Nella foto, la soprano, Luciana Distante.

Proseguiamo questo «percorso musicale» a cura di Luciana Distante, soprano. E' una iniziativa dell'Assodolab riservata a coloro che amano la "buona musica" e gli "autori del passato" che ci accompagnerà per tutto l'anno 2013 su queste pagine web del nostro Supplemento di informazione on-line www.lasestaprovinciapugliese.it

La prossima uscita sarà il prossimo sabato.

La Redazione

Prof. Agostino Del Buono

 

 

Regione Puglia, LECCE..:: Don Carlo (1867, originalmente, Don Carlos) è un'opera di Giuseppe Verdi su libretto di Joseph Méry e Camille du Locle tratto dall'omonima tragedia di Friedrich Schiller. La prima rappresentazione, in cinque atti e in lingua francese, ebbe luogo l'11 marzo 1867 al Théâtre de l'Académie Impériale de Musique di Parigi. In seguito l'opera fu tradotta in italiano da Achille de Lauzières e rimaneggiata a più riprese. Nel 1872, infatti, Verdi operò alcune modifiche minori con la collaborazione di Antonio Ghislanzoni. La revisione più importante fu realizzata dopo oltre 10 anni con l'eliminazione dell'originario atto primo.
Don Carlo segue di sei anni La forza del destino (1862) e precede di quattro anni Aida (1871): il maggiore spazio di tempo che Verdi si concede si rispecchia in un maggiore grado di elaborazione dei prodotti finali, sia nei fattori strettamente testuali (il libretto) che più propriamente musicali (in particolare, il maggiore respiro concesso alla orchestrazione).La stesura fu abbastanza lunga e impegnò Verdi per oltre un anno. Ne deriverà un mastodontico Grand Opéra, corredato di balletti e grandiose scene corali definibili quasi "di massa" in armonia con le consuetudini dell'opulento genere operistico francese.
Le tematiche chiave sono tre:
- il contrasto genitore/figlio, che si rivela tramite il duro scontro fra Filippo II di Spagna, il padre, e Don Carlos sul piano intimo e politico;
- il contrasto fra due concezioni politiche diverse, sintetizzato dal confronto fra il Marchese di Posa, propenso ad una politica liberale fondata sulle autonomie, e Filippo II incarnazione della monarchia assoluta;
- il conflitto tra Stato e Chiesa, rappresentato dalla lotta persa in partenza di Filippo II, che non riuscirà ad imporsi al potere temporale della Chiesa, con il Grande Inquisitore.

- - - -

→ COMPITI DA SVOLGERE:
A – Secondo il testo sul Don Carlo, in che data e in quale teatro si tenne la prima rappresentazione dell'opera?
B – Prosegui il testo sul Don Carlo partendo subito dopo la sua ultima frase.

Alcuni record
- - - -

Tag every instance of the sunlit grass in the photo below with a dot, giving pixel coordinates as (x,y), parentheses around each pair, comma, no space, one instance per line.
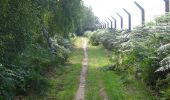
(96,79)
(110,80)
(65,81)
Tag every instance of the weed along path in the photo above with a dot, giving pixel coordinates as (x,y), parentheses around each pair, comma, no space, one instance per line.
(81,90)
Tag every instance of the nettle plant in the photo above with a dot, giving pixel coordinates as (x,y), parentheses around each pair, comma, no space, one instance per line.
(143,53)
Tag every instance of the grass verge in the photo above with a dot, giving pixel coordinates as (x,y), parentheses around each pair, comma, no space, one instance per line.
(110,80)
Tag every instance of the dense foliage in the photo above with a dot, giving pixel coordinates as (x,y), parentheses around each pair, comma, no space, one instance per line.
(34,38)
(143,54)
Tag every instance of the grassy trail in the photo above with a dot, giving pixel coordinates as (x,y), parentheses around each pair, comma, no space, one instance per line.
(100,84)
(100,80)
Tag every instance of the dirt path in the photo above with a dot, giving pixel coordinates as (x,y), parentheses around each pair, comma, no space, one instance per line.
(81,90)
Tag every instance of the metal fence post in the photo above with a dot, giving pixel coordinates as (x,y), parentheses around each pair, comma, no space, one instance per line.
(143,12)
(129,18)
(121,19)
(114,22)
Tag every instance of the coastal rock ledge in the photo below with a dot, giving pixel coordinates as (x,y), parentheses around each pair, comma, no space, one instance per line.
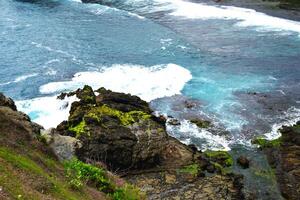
(119,131)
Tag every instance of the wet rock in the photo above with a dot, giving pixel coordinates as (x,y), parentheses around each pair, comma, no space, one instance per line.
(120,131)
(243,162)
(115,128)
(7,102)
(174,122)
(201,123)
(190,104)
(284,158)
(64,147)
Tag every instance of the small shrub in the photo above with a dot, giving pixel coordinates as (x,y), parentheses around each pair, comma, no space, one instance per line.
(128,192)
(192,169)
(80,173)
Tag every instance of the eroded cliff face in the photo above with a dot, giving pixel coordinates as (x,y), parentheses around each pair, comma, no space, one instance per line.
(28,168)
(120,131)
(114,131)
(284,156)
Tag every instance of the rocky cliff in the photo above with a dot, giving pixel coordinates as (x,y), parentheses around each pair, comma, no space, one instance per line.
(284,156)
(109,131)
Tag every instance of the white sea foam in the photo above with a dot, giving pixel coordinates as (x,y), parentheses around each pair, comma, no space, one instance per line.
(291,117)
(146,82)
(20,78)
(246,17)
(47,111)
(188,130)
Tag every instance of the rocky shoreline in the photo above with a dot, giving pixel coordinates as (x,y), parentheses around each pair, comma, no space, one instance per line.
(118,133)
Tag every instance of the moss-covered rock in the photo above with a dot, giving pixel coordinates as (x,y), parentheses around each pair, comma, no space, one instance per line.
(201,123)
(264,143)
(117,128)
(223,158)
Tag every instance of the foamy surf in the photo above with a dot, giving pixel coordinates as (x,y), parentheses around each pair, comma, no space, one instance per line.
(20,78)
(291,117)
(146,82)
(47,111)
(246,17)
(186,130)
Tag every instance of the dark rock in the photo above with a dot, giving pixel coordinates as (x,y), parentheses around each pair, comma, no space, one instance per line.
(121,101)
(120,131)
(243,162)
(7,102)
(115,128)
(62,96)
(201,123)
(190,104)
(284,157)
(174,122)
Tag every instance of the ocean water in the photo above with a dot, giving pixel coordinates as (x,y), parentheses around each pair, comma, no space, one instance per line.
(240,68)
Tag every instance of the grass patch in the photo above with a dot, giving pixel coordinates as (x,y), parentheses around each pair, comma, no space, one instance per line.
(23,168)
(126,118)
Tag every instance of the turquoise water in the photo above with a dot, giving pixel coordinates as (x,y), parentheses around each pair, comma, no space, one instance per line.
(240,67)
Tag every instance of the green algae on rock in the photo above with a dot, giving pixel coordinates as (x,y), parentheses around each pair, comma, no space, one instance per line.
(264,143)
(223,158)
(201,123)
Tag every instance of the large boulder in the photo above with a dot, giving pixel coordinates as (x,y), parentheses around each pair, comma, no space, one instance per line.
(284,156)
(115,128)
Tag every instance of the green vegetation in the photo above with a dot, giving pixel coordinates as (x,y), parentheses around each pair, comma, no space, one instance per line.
(264,143)
(296,128)
(192,169)
(32,175)
(79,129)
(221,157)
(126,118)
(80,173)
(128,192)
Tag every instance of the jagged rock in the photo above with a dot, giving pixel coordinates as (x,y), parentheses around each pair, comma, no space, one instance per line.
(243,162)
(284,157)
(201,123)
(120,131)
(174,122)
(116,128)
(7,102)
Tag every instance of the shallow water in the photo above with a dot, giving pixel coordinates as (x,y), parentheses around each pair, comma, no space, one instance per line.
(240,66)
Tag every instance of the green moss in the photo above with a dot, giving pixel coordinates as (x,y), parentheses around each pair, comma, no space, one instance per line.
(266,174)
(296,128)
(128,192)
(264,143)
(20,161)
(192,169)
(23,164)
(221,157)
(126,118)
(78,173)
(79,129)
(10,183)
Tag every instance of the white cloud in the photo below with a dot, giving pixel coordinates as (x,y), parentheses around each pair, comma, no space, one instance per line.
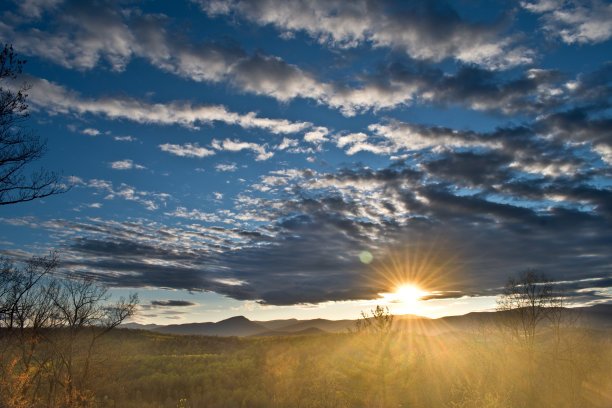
(286,143)
(182,212)
(57,99)
(226,167)
(91,132)
(125,138)
(414,29)
(236,146)
(581,22)
(317,135)
(126,164)
(186,150)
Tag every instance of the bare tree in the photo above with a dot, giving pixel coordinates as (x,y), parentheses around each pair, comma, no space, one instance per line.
(525,303)
(50,324)
(379,320)
(19,146)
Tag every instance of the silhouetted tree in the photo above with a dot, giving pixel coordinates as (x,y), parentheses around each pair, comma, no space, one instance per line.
(526,301)
(18,146)
(50,324)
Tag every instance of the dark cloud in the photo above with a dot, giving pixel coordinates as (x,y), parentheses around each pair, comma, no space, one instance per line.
(172,303)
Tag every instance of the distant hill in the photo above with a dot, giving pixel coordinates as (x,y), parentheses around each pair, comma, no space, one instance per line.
(234,326)
(276,333)
(598,316)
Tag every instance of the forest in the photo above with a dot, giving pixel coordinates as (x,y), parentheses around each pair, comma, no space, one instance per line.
(61,347)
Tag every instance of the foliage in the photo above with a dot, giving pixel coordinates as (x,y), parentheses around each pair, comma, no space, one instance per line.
(50,325)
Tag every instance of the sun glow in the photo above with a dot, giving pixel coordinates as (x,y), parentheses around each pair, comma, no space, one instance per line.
(407,294)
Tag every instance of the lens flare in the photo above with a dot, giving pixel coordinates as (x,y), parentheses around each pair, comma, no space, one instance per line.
(416,273)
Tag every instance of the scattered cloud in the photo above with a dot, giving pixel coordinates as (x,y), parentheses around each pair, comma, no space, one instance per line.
(226,167)
(574,21)
(172,303)
(411,28)
(126,164)
(91,132)
(186,150)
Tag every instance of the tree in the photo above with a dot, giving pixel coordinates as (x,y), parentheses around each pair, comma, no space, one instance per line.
(525,303)
(50,324)
(19,147)
(380,320)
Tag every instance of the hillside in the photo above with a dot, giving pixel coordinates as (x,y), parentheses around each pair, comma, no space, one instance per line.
(598,316)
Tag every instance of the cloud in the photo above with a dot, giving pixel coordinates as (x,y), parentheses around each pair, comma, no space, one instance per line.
(126,164)
(172,303)
(311,227)
(236,146)
(574,22)
(57,99)
(186,150)
(91,132)
(226,167)
(151,200)
(416,29)
(125,138)
(423,30)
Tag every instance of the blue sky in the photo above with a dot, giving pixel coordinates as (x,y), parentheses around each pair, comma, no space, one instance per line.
(237,157)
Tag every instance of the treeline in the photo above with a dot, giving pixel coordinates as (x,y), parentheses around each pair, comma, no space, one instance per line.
(58,349)
(50,327)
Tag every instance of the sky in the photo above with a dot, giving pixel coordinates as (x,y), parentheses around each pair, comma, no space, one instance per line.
(292,158)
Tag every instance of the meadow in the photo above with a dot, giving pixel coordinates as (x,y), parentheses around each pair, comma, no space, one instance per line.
(482,367)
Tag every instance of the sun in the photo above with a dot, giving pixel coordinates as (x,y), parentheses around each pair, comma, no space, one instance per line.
(407,294)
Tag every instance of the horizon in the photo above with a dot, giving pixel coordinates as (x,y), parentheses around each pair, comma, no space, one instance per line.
(310,159)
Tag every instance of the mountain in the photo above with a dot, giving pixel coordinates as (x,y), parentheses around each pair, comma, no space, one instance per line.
(276,333)
(234,326)
(330,326)
(597,316)
(138,326)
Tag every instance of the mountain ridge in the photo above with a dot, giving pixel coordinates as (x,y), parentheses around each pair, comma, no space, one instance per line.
(599,315)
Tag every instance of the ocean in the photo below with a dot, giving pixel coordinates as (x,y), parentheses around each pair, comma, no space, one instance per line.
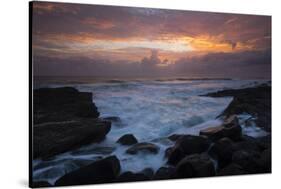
(151,110)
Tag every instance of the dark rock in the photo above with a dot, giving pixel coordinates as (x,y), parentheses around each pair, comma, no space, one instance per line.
(231,169)
(143,147)
(127,139)
(112,119)
(64,119)
(230,129)
(187,145)
(164,173)
(196,165)
(222,151)
(264,161)
(40,184)
(50,139)
(175,137)
(255,101)
(130,176)
(62,104)
(102,171)
(248,160)
(148,172)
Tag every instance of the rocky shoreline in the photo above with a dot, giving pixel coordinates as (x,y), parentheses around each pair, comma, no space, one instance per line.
(217,151)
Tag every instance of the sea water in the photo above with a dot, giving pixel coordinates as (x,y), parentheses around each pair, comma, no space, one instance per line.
(151,110)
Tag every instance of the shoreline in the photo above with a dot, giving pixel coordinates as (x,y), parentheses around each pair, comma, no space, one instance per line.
(229,136)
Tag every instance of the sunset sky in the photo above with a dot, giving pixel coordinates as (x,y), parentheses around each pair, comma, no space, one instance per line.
(91,40)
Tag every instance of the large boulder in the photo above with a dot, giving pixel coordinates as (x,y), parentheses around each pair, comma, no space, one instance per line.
(231,169)
(131,177)
(196,165)
(64,119)
(222,151)
(164,173)
(186,145)
(102,171)
(143,147)
(253,100)
(53,138)
(248,160)
(40,184)
(61,104)
(230,129)
(127,139)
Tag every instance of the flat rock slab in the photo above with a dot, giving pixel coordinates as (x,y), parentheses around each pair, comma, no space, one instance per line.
(50,139)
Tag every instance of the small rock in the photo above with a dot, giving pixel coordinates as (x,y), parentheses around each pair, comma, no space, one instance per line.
(143,147)
(40,184)
(222,151)
(187,145)
(231,169)
(196,165)
(164,173)
(130,177)
(102,171)
(127,139)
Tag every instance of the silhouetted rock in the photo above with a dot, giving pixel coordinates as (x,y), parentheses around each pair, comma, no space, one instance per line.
(222,151)
(130,176)
(64,119)
(143,147)
(53,138)
(102,171)
(164,173)
(40,184)
(248,160)
(255,101)
(127,139)
(230,129)
(231,169)
(196,165)
(62,104)
(187,145)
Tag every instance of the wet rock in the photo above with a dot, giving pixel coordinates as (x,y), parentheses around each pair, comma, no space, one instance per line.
(127,139)
(112,119)
(230,129)
(102,171)
(248,160)
(222,151)
(148,172)
(130,176)
(196,165)
(175,137)
(231,169)
(187,145)
(254,100)
(64,120)
(40,184)
(143,147)
(265,161)
(62,104)
(50,139)
(164,173)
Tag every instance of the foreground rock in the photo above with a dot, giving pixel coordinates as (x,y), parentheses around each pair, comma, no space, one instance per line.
(255,101)
(127,139)
(196,165)
(230,129)
(186,145)
(64,119)
(62,104)
(143,147)
(165,173)
(103,171)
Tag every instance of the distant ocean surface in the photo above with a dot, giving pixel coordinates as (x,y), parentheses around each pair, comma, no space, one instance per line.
(151,110)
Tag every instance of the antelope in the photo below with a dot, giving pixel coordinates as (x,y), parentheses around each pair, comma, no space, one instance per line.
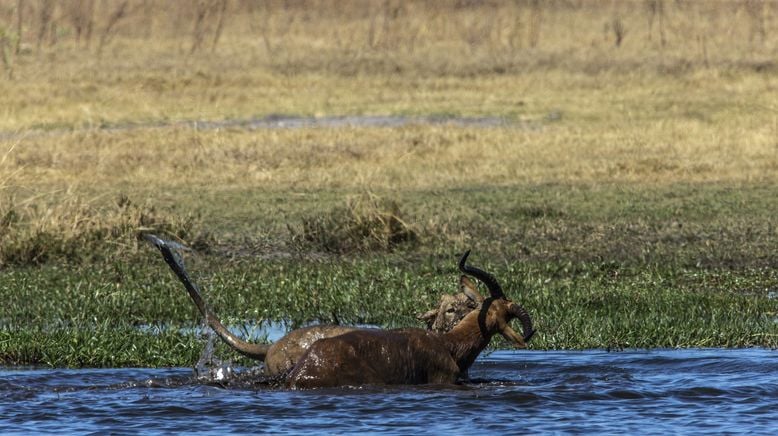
(413,356)
(356,356)
(282,355)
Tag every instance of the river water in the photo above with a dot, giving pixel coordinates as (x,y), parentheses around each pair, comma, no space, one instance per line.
(515,392)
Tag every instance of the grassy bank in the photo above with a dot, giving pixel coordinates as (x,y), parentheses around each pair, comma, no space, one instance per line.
(626,198)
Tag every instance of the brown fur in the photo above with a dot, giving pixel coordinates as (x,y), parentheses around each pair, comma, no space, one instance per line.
(405,356)
(282,355)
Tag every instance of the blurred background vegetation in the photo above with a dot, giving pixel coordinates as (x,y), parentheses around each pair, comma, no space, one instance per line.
(622,174)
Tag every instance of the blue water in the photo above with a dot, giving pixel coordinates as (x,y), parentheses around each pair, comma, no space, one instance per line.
(516,392)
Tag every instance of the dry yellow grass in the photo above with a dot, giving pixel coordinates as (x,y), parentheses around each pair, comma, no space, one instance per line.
(687,95)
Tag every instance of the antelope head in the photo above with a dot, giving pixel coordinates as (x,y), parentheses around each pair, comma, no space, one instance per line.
(497,311)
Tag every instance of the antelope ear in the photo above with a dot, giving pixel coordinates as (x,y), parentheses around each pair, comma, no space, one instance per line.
(427,316)
(511,336)
(468,287)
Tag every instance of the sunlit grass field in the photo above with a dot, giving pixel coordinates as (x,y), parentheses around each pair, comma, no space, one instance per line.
(626,196)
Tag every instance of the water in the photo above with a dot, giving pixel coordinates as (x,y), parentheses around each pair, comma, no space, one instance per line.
(514,392)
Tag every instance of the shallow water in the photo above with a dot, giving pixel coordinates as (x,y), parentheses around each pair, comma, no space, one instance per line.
(658,391)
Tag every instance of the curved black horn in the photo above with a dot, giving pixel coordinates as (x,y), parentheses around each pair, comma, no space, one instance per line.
(491,283)
(526,322)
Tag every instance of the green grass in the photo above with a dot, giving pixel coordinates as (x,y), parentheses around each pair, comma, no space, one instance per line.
(598,267)
(629,204)
(94,317)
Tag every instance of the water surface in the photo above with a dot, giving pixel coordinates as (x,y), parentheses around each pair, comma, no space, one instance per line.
(516,392)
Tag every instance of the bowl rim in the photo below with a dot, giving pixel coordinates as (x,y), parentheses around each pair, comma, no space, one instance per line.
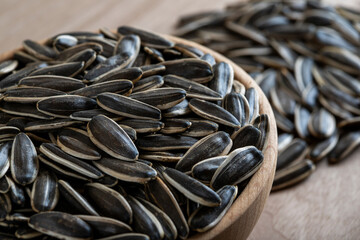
(262,179)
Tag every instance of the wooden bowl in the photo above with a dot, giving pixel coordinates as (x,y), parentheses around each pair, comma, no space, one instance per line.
(246,209)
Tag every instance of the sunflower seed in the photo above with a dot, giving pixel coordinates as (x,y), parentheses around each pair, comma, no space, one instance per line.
(12,80)
(103,227)
(60,157)
(133,74)
(127,107)
(42,125)
(63,69)
(161,156)
(8,66)
(87,115)
(127,236)
(293,174)
(219,143)
(5,206)
(238,106)
(160,194)
(193,69)
(77,143)
(17,194)
(126,171)
(60,225)
(193,89)
(62,42)
(24,164)
(148,83)
(178,110)
(5,150)
(158,142)
(39,51)
(198,192)
(246,136)
(200,128)
(64,84)
(253,100)
(64,105)
(143,125)
(147,38)
(205,169)
(145,221)
(150,70)
(205,218)
(111,138)
(44,193)
(77,201)
(223,78)
(213,112)
(322,124)
(173,125)
(161,98)
(170,232)
(60,169)
(301,120)
(109,202)
(4,184)
(247,160)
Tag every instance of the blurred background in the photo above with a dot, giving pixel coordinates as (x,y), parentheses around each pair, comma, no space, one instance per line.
(327,207)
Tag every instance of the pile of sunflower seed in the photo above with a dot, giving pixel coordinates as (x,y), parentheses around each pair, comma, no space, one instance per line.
(306,58)
(122,135)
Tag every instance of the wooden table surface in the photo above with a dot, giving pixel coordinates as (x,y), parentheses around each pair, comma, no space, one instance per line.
(326,206)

- - - -

→ RISPOSTE AI COMPITI:
A – L'11 marzo 1867, al Théâtre de l'Académie Impériale de Musique di Parigi.

B –
In quest'opera Verdi affina la ricerca psicologica avviata con le opere della "trilogia popolare": Filippo II viene presentato come una personalità negativa, che nel terzo atto (versione in quattro atti) rivela tuttavia un lato intimamente patetico. Tra gli innamorati verdiani, Don Carlo è quello dal carattere più romanticamente impulsivo, al limite dell'isteria. Elisabetta, l'amata, destinata a diventare la sua matrigna, è una figura femminile rassegnata all'infelicità. Le figure di Rodrigo, Marchese di Posa, e della Principessa Eboli, costituiscono il motore della vicenda. Su tutti incombe la possente figura del Grande Inquisitore, arbitro dei destini di tutti, alla cui volontà lo stesso Filippo dovrà piegarsi.
Elisabetta (o Isabella) di Valois, moglie dell'imperatore Filippo II di Spagna fu veramente moglie dell'imperatore di Spagna, figlio di Carlo V. Nell'opera verdiana, Elisabetta è una umanissima donna, innamorata di Don Carlo, Principe delle Asturie (Valladolid, 8 luglio 1545 – Madrid, 24 luglio 1568) figlio proprio di Filippo II e di Maria Emanuela d'Aviz, nonché, finché non nascesse un degno sostituto, erede al trono di Spagna. Verdi fa dell'amore disperato fra la regina ed il figlio del marito il fulcro attraverso il quale passa l'infelicità della giovane donna, prima promessa al figlio e poi, forzatamente, per motivi politici, sposa del padre. Il conflitto fra amore e dovere permea l'opera intera e rende "melodrammatico", nell'accezione più positiva del termine, il personaggio femminile. Elisabetta è donna forte, che prima cede alla ragion di stato e poi al dovere di madre acquisita, soffocando in se stessa e nel proprio ruolo di regina un amore disperato verso il coetaneo Carlo. Ma se, nell'opera, Carlo è pur sempre soggetto al padre, di salute malferma, psicologicamente fragile, propenso alle lacrime, disperato, Elisabetta è ferma nella propria integerrima "purezza" e senso del dovere. Una donna di carattere, quindi, che nell'opera reagisce all'azione subdola perpetrata dalla principessa di Eboli, innamorata di Carlo e convinta che Elisabetta e Carlo fossero amanti.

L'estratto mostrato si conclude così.